*** Opening EXERCISE TEXT ***
It is also inaccurate to link the problem of addiction to corruption within the free-market system including the bias of the current system towards the economic interests of large corporations and rich countries. Dislocation, and consequently addiction, would be endemic in free-market society in its purest form, although they would be easier to manage in a climate of honesty and trust.

Substantially reducing the addiction problem requires nothing less than exercising sensible, humane controls over markets, corporations, environments, and public institutions to reduce dislocation. This cannot be accomplished piecemeal, but requires a coherent policy that will inevitably attenuate the pursuit of ever-increasing wealth and ever-freer markets. Of course it would be naive to hope for a return to any real or imagined golden age. However, it is at least as naive to suppose that society can continue to hurtle forward, ideologically blinded to the structural problems that free markets create.

Changing the language of discourse concerning addiction at this abstract level leads to practical, local changes. As an example, consider the huge amounts of money now spent in British Columbia scanning the countryside with low-flying helicopters, searching for outdoor marijuana plantations. The quest is utterly futile, because the province is immense and because marijuana can be grown indoors with only slightly more capitalisation. Moreover, the great majority of marijuana users suffer no addiction or other discernible ill effects.

The side effect of this futile policing is the transformation of resourceful and prosperous growers who might be mainstays of their rural communities into a shadowy class of farmer-criminals (Poole, 1998). Community-busting proceeds further on occasions when the Royal Canadian Mounted Police arrive in a local community, announce a meeting, and enlist the aid of local people to inform on their neighbours who might be growers, thus sowing further suspicion and division.

At the same time, the provincial government cannot find enough money to support the local schools and hospitals in many of these same remote communities, displacing children and medical patients into adjacent districts, far from families and friends. The police frequently cannot find money to investigate petty crime, destroying the family security of the poor. There are not enough social workers to carefully investigate suspected cases of child abuse. As a consequence some children are destroyed by abuse and others are apprehended when their natural families could be restored to peacefulness with a little support and/or social control.
*** Closing EXERCISE TEXT ***
*** Opening INFORMATION PROVIDED ***
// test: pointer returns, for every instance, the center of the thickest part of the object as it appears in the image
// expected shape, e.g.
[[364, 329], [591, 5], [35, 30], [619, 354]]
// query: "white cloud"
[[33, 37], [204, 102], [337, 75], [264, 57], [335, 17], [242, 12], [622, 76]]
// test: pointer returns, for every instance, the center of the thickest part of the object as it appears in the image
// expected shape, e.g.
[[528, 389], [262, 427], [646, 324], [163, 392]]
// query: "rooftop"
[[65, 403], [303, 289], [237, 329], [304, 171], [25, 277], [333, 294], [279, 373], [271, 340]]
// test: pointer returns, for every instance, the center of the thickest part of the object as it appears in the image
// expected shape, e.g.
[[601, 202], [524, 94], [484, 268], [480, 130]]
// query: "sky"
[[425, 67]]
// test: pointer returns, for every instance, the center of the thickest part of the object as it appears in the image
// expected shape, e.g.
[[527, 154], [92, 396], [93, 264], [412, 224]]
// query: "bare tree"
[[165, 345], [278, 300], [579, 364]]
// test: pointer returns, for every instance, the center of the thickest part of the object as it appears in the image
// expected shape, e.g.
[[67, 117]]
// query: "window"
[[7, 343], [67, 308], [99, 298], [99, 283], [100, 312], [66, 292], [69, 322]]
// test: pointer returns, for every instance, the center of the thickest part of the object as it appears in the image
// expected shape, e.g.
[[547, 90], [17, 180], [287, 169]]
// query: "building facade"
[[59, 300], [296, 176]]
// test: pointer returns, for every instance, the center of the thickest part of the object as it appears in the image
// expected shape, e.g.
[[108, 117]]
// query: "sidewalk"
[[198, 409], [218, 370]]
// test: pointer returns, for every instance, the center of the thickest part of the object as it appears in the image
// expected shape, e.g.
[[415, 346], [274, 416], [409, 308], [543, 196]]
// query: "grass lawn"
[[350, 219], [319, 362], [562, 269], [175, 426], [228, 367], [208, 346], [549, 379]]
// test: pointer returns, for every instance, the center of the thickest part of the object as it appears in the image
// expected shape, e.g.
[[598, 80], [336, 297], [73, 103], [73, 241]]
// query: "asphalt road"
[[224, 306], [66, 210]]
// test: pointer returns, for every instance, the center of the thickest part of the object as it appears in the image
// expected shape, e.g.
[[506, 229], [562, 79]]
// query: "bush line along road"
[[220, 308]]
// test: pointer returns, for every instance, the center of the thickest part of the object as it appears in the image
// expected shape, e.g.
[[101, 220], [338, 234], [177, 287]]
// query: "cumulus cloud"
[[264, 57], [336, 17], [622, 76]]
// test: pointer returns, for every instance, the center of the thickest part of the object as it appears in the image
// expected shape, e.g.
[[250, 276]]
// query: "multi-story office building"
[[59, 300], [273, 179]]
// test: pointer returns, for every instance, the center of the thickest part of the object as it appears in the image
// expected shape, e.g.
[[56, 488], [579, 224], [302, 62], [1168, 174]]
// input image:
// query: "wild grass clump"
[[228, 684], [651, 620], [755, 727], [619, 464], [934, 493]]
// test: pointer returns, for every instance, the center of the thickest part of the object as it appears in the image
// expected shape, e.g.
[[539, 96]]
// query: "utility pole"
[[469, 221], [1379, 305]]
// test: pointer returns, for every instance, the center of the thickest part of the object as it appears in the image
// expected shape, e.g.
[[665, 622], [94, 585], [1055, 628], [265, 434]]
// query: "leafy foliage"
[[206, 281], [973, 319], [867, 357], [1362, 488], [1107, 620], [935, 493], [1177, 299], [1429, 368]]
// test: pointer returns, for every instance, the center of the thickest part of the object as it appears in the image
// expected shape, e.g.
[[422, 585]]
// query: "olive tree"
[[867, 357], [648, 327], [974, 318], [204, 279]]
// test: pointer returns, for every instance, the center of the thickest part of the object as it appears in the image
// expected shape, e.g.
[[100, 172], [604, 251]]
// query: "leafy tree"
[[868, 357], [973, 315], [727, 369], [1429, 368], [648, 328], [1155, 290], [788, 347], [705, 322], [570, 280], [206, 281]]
*** Closing INFORMATION PROVIDED ***
→ **WHAT NEEDS TO BE DONE**:
Please write what comes next in the passage on addiction and free-market dislocation, beginning right after its final sentence.

→ **WRITTEN REPLY**:
All of the money now being spent vainly and disruptively attacking marijuana cultivation could be far better spent in the same communities to prevent the dislocation of the children, the sick, and the vulnerable. Reducing dislocation would reduce present and future addiction and other forms of self-destruction.

Standing in the way of this approach is a free-market ideology which decrees that taxes must be cut to improve international competitiveness and that money spent on "welfare" and social services should be diverted to provide training, infrastructure, and subsidies for corporations. The free-market is, after all, costly, and the world's media remind us unceasingly of our duty to nurture this frail flower. Moreover, the idea that free markets are intrinsically dislocating must be profoundly fearsome to those who gain elected office by supporting free-market principles.

The current addiction of politicians to free-market ideology may, in the end, prove more catastrophic than the addictions that are seen on downtown streets or in corporate boardrooms. Change that can truly help with the problem of addiction must start with rejection of overwhelming involvement with free-market principles and proceed to reallocation of resources towards reducing dislocation and away from utterly futile attempts to solve the "drug problem" and cure the "disease" of addiction. It is my belief that the public is warming up to this adventure, although it may take some political assertiveness by addiction professionals and other citizens to help politicians see why they must kick their habit.